[start of Entries shown]

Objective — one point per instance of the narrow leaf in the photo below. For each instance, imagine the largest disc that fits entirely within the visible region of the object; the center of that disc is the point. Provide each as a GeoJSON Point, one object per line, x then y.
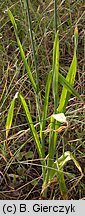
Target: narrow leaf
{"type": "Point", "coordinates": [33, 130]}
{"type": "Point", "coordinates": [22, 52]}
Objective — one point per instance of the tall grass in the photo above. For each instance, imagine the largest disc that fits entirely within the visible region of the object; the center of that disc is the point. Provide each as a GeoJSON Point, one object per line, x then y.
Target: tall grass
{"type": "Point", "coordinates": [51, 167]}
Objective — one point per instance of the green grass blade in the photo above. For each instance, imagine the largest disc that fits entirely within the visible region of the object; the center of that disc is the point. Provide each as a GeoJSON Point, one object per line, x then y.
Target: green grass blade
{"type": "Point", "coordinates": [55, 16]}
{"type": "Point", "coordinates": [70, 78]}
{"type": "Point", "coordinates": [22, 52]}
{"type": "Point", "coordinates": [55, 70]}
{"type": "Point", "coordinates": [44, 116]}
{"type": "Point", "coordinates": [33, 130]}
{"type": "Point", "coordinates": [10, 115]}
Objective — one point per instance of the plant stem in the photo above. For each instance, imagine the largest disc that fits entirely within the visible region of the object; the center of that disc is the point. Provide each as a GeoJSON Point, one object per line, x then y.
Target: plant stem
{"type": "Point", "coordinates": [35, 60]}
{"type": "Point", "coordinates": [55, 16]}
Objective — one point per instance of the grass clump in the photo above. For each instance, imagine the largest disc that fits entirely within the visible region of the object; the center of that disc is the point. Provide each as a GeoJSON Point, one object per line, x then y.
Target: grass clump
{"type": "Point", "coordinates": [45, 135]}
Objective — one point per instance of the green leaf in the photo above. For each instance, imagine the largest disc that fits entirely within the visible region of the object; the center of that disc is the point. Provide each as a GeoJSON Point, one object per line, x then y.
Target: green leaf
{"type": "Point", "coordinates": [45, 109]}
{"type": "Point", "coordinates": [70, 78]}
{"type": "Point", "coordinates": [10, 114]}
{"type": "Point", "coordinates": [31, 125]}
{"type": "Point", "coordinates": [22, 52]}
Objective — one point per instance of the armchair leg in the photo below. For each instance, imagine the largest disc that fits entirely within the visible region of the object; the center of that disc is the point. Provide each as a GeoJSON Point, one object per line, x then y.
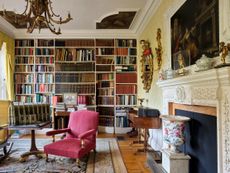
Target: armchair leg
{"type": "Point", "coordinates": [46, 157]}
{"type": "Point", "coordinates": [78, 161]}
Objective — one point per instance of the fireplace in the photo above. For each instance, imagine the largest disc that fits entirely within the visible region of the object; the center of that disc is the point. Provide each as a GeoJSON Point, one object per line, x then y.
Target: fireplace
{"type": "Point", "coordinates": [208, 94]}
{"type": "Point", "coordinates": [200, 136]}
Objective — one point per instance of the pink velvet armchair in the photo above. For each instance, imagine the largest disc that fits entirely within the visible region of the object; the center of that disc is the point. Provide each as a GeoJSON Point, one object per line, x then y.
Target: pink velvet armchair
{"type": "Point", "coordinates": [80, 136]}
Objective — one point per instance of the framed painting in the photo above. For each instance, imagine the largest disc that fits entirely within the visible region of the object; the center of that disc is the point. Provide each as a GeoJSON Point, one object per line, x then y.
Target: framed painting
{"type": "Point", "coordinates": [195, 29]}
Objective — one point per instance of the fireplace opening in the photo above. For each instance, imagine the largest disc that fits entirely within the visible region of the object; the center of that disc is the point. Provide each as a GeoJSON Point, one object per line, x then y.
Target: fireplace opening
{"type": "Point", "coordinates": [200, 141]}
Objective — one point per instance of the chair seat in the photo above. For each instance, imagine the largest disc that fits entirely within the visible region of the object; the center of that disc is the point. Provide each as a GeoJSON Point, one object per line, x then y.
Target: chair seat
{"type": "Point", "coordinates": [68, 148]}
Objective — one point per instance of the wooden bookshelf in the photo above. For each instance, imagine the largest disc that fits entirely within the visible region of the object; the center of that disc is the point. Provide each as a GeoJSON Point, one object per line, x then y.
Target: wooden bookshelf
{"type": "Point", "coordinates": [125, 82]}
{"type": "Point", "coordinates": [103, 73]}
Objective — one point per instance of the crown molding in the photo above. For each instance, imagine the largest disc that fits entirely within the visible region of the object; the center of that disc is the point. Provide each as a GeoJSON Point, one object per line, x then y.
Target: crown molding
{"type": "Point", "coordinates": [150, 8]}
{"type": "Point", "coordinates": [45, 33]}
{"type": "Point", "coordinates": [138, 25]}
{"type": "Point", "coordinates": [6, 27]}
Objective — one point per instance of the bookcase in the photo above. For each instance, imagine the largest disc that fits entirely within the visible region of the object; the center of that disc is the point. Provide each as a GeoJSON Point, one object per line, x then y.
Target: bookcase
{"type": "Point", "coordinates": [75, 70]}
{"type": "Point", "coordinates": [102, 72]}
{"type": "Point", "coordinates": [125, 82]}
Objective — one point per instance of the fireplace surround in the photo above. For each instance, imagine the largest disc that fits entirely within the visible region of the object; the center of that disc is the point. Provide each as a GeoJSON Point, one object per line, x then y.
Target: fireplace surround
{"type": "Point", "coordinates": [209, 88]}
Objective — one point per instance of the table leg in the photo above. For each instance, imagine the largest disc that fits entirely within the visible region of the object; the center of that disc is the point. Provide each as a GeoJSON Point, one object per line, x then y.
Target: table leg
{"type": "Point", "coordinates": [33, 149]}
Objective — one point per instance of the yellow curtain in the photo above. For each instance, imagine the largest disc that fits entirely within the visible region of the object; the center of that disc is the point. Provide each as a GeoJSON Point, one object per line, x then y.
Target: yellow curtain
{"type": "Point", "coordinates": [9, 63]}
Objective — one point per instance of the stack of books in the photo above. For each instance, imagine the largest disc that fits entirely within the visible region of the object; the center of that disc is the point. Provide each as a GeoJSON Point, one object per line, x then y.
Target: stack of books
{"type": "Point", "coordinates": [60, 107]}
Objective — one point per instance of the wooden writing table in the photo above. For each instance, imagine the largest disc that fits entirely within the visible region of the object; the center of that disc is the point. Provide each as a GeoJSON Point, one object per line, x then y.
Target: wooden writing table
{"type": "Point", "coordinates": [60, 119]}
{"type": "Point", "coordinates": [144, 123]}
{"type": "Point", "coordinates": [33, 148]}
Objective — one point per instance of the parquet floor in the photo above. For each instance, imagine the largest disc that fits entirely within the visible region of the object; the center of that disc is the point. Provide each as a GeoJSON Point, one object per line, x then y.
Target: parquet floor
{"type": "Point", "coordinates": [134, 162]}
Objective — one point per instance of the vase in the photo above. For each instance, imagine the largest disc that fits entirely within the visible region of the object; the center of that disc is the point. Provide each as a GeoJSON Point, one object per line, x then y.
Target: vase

[end of Entries shown]

Given instruction — Each record above must be returned exactly as written, with its pictures omitted.

Problem solution —
Objective — one point per instance of the narrow leaf in the photo below. For each instance, imagine the largest disc that fits entirely within the visible region of the object; the center of that disc is the point. Provide each as a GeoJSON Point, one object per line, x then y.
Target: narrow leaf
{"type": "Point", "coordinates": [33, 130]}
{"type": "Point", "coordinates": [22, 52]}
Objective — one point per instance of the tall grass in the photo above. For each instance, imagine the largest disc that fits entirely within the visible region of the object; the center of that disc is the point. Provide each as a GeoJSON Point, one object per line, x then y.
Target: tall grass
{"type": "Point", "coordinates": [51, 167]}
Objective — one point per instance of the green grass blade in the photo above. For each instance, imagine the largest disc that fits entirely within the visible region of the object; the center of that disc is the point. Provide each as a GeoJSON Point, one object per line, x then y.
Target: green grass blade
{"type": "Point", "coordinates": [55, 16]}
{"type": "Point", "coordinates": [70, 78]}
{"type": "Point", "coordinates": [22, 52]}
{"type": "Point", "coordinates": [55, 70]}
{"type": "Point", "coordinates": [44, 116]}
{"type": "Point", "coordinates": [33, 130]}
{"type": "Point", "coordinates": [10, 115]}
Objective — one point per instance of the plant stem in the photo above. For each instance, imagine the largest disc that fits entirely within the visible region of the object; the center of that disc is the point. Provide each as a GeoJSON Point, one object per line, x then y.
Target: plant stem
{"type": "Point", "coordinates": [35, 60]}
{"type": "Point", "coordinates": [55, 16]}
Objective — one point per instance of the grass clump in the photo above. For each instance, imagine the largest disc that fits entirely within the visible region of the object; the center of that disc is the point. Provide each as a GeoJSON Point, one object per line, x then y.
Target: grass clump
{"type": "Point", "coordinates": [45, 135]}
Objective — one point per instance of the green leaf in the photo above. For each instance, imagine the largest disc that fits entirely within the visible region of the object; the center of that disc is the point. Provide each as a GeoJSON Point, one object per line, x then y.
Target: green leaf
{"type": "Point", "coordinates": [45, 109]}
{"type": "Point", "coordinates": [70, 78]}
{"type": "Point", "coordinates": [10, 114]}
{"type": "Point", "coordinates": [31, 125]}
{"type": "Point", "coordinates": [22, 52]}
Objective — one point per instance of the armchair leg in the photo below. For each instance, imagine the largest disc that fits entirely within the visible region of the object; the center of that disc is the point. Provide each as a GeoJSON Point, one object per line, x then y.
Target: armchair leg
{"type": "Point", "coordinates": [46, 157]}
{"type": "Point", "coordinates": [78, 161]}
Objective — one point per instance of the fireplace in the photo above. For each instance, imagine the largest disc that fits entirely within the visible region of the object; the center of that disc is the point. Provide each as a GeoJSON Point, one object per line, x then y.
Target: fireplace
{"type": "Point", "coordinates": [208, 94]}
{"type": "Point", "coordinates": [200, 136]}
Objective — one point per instance of the pink velvet armchair in the photo above. For each instance, imagine the largest disc that fits entirely within the visible region of the object; the center of that disc is the point. Provide each as a GeoJSON Point, one object per line, x then y.
Target: pink velvet armchair
{"type": "Point", "coordinates": [80, 136]}
Objective — one point per instance of the framed painting in the photo above. For each instance, imagine the largest disc that fits entirely within the visible region of the object; the center of that disc is the point. Provide each as a GeoJSON Point, one object per line, x then y.
Target: framed painting
{"type": "Point", "coordinates": [195, 29]}
Objective — one point per instance of the fireplace opening in the photo above. For each instance, imagine the largest disc that fits entirely within the visible region of the object; the center of that disc is the point. Provide each as a GeoJSON Point, one object per line, x then y.
Target: fireplace opening
{"type": "Point", "coordinates": [200, 141]}
Objective — one point per instance of the chair seat in the photo above. For each instance, imagine the largest disc that fits entirely within the visible region of the object; the center of that disc is the point. Provide each as a GeoJSON Point, one object per line, x then y.
Target: chair seat
{"type": "Point", "coordinates": [68, 148]}
Objective — one point per instance of the wooden bookshelf in the photo above. For each instance, imagine the largest disc that fits entirely within the visible region of the object; the center of that disc is the point. Provide each as a GeoJSON Point, one object per line, x then y.
Target: wooden bookshelf
{"type": "Point", "coordinates": [125, 82]}
{"type": "Point", "coordinates": [103, 73]}
Objective — one point per instance of the crown molding in the photo above. For each instance, imagine the largest disc that fits entirely within the visible region of the object; the center of that disc is the point. Provide each as a GeoJSON Point, one object per line, x then y.
Target: crown molding
{"type": "Point", "coordinates": [150, 8]}
{"type": "Point", "coordinates": [45, 33]}
{"type": "Point", "coordinates": [138, 25]}
{"type": "Point", "coordinates": [6, 27]}
Objective — one point per instance of the bookcase in the photo above. For each instance, imagine the largest disc that fits entirely within the visible region of the object; the center of that disc is the point. Provide each as a GeoJSON Point, one object per line, x then y.
Target: bookcase
{"type": "Point", "coordinates": [75, 70]}
{"type": "Point", "coordinates": [102, 72]}
{"type": "Point", "coordinates": [125, 82]}
Objective — one point per instance of the fireplace surround in the photo above. For each instance, imagine the largest disc that fits entirely within the visible region of the object; the center of that disc is the point. Provide each as a GeoJSON Point, one object per line, x then y.
Target: fireplace surround
{"type": "Point", "coordinates": [209, 88]}
Objective — one point per instance of the table leg in the photo above. For each instance, imagine the largest disc that fits entirely within the visible region of the object; the center of that disc is the point. Provide each as a GeoJSON Point, one object per line, x then y.
Target: table leg
{"type": "Point", "coordinates": [33, 149]}
Objective — one point per instance of the yellow curtain in the photo above. For each instance, imagine the largest disc that fits entirely within the visible region of the object; the center of that disc is the point. Provide each as a GeoJSON Point, one object per line, x then y.
Target: yellow curtain
{"type": "Point", "coordinates": [9, 63]}
Objective — one point per instance of the stack of books in the photo above. For each instance, imagine the largest disc that fits entirely within the visible region of the object; the center of that disc is the point. Provide each as a GeoJSON Point, one object per line, x then y.
Target: stack of books
{"type": "Point", "coordinates": [60, 107]}
Objective — one point per instance of the wooden writing table in the photo above. For each instance, imagine the largest disc that fits entirely within the visible region of the object; the center of that disc is the point. Provide each as a GeoJSON Point, one object per line, x then y.
Target: wooden writing table
{"type": "Point", "coordinates": [60, 119]}
{"type": "Point", "coordinates": [144, 123]}
{"type": "Point", "coordinates": [33, 148]}
Objective — one point per instance of the parquet floor in the photo above. For each instance, imagine the largest disc that fits entirely within the visible region of the object; the center of that disc is the point. Provide each as a GeoJSON Point, one object per line, x then y.
Target: parquet floor
{"type": "Point", "coordinates": [134, 162]}
Objective — one point per instance of the vase in the photo above. For each instance, imagine the largest disc that fits entirely within the visible region of the object; the center of that disc is the point. Provide each as a GeoJSON Point, one object per line, x then y.
Target: vase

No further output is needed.